• YOUR TASK
Transcribe the records below exactly, leaving out any pictures.

<<<<

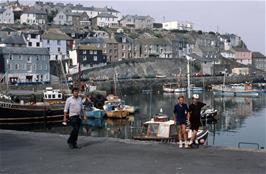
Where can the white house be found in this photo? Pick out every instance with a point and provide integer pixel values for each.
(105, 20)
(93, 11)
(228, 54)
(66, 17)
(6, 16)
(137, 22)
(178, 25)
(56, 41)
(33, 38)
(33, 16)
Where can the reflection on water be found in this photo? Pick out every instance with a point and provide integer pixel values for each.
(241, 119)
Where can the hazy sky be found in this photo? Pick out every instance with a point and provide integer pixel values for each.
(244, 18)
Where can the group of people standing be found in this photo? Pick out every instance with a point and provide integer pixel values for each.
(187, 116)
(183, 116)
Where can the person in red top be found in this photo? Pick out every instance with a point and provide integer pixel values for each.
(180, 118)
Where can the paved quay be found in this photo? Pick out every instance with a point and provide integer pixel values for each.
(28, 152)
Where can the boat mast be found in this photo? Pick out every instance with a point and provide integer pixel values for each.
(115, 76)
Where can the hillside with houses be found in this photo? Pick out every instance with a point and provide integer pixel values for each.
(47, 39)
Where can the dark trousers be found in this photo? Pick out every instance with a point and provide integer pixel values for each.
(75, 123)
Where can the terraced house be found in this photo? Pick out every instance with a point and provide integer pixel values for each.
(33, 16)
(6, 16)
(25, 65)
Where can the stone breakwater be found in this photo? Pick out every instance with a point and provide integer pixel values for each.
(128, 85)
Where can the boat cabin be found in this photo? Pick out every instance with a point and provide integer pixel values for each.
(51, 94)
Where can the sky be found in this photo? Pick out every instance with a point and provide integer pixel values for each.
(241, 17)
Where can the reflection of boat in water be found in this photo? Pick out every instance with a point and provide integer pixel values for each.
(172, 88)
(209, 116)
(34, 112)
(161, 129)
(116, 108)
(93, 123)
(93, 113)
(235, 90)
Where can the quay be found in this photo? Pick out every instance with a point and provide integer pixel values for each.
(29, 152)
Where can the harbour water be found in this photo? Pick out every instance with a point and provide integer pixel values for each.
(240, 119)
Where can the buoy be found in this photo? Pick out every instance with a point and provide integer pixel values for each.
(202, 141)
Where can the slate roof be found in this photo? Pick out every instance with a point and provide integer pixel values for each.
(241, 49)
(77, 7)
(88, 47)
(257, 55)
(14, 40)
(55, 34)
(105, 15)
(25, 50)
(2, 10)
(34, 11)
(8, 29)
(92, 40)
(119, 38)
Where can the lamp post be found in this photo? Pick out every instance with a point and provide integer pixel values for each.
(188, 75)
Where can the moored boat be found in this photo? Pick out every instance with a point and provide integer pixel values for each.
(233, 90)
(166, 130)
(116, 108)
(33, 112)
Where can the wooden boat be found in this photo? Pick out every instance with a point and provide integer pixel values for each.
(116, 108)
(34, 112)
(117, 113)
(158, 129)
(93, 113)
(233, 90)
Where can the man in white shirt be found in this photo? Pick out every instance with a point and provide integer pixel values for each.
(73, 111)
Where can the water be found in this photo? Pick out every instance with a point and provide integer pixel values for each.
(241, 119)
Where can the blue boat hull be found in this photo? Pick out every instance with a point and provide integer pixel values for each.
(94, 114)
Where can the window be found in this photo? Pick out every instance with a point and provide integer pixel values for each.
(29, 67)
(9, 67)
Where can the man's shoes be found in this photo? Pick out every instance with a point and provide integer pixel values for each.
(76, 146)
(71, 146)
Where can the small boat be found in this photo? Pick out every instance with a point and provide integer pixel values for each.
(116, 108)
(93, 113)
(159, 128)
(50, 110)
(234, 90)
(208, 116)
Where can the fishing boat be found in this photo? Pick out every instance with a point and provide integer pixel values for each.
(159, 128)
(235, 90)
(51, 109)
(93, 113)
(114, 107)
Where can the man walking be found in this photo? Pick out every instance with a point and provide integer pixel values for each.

>>>>

• RESPONSE TO THIS TASK
Where can the white house be found in this photo? Pick out every instance with a point and provide integer pixel values for each.
(105, 20)
(93, 11)
(228, 54)
(66, 17)
(6, 16)
(137, 22)
(178, 25)
(56, 41)
(33, 38)
(33, 16)
Where can the reflection on water be found in this photo? Pick out every instance with a point and provide integer pixel values for each.
(241, 119)
Where can the hazy sky be found in this photo? Pick out every instance with a point and provide integer pixel values for each.
(244, 18)
Where can the group of people standing be found in this photo? Pick out every instance with a point and provide integer pixel values for each.
(187, 116)
(183, 116)
Where can the person in red top be found in this photo? Pick out every instance with a point and provide integer pixel values for each.
(180, 118)
Where can the paved quay be found in this photo? Pick out every instance with a point and provide integer pixel values for each.
(28, 152)
Where can the boat mast be found in this photo? Pick out every instance with a point and provide integer pixel values for each.
(115, 76)
Where can the hillside with houses be found in this photo? Pick out every instance with a point and provide integer pixel values for each.
(47, 39)
Where can the dark trousers be found in this photo? Pick out every instance with a point and provide integer pixel values for each.
(75, 123)
Where can the terraced house be found in this photo? Pick out every instance with a point and provide integer pixel values for each.
(33, 16)
(6, 16)
(25, 65)
Where can the stone breakwater be found in this photo? Pick out every instance with a point and provide integer pixel values for each.
(128, 85)
Where can the boat cabin be found in this photo? Pick out every instance with a point and provide integer pixel values for each.
(51, 94)
Where can the sky be found in this photo? Pick out every instance with a point and provide integer pixel values for each.
(241, 17)
Where can the reflection of boat in water be found in this photo? Pick out every instance with a point and provide integer pixel values for each.
(172, 88)
(209, 116)
(34, 112)
(161, 129)
(116, 108)
(93, 123)
(93, 113)
(235, 90)
Where can the quay be found in this photo? Pick out every instance with a point and provide integer pixel values for each.
(29, 152)
Where can the harbour water be found in this photo? Pick out every instance with a point and provide integer pixel values for each.
(240, 119)
Where can the buoy be found in this photo? Pick out every instance with a point and provide integer pixel values for each.
(202, 141)
Where can the slate roof be found in this photo? Pick out every instance with a point and provide integer pixel values for each.
(241, 49)
(77, 7)
(88, 47)
(257, 55)
(14, 40)
(55, 34)
(105, 15)
(25, 50)
(2, 10)
(34, 11)
(8, 29)
(92, 40)
(119, 38)
Where can the lamp post be found in this photo? Pick out every instance with a point and provide integer pixel values for each.
(188, 75)
Where can the moored boat be found in this photo? Pick out every instance with a point and provide integer pixel values for each.
(233, 90)
(166, 130)
(116, 108)
(33, 112)
Where can the wooden boat be found in this photo? Pick out every instance with a point and provide integer pixel values for each.
(116, 108)
(34, 112)
(117, 113)
(158, 129)
(93, 113)
(233, 90)
Where can the man in white shirt be found in this photo? Pick out every instance with a point and provide integer pixel values for each.
(73, 111)
Where can the water be found in this photo? Pick out every instance with a point and provide integer pixel values for each.
(241, 119)
Where can the blue boat hull be found in this photo? Pick out every instance with a point and provide integer pixel values for each.
(94, 114)
Where can the window be found in this photo? Pick out every instance with a point and provide integer pixel values for each.
(29, 67)
(9, 67)
Where can the man's shoes be found in this photo? Pick out every instance with a point and provide integer pixel values for each.
(76, 146)
(71, 146)
Where can the small boat be found in this photo? Pick out every instance with a point and provide integer pixel values for each.
(116, 108)
(93, 113)
(159, 128)
(50, 110)
(234, 90)
(208, 116)
Where can the fishing boat be found in this photo? Pick out every instance with a point and provide integer pixel values for each.
(159, 128)
(235, 90)
(51, 109)
(93, 113)
(114, 107)
Where can the man walking be found in this photo? Pick out every instance with a point and provide integer pixel values for each.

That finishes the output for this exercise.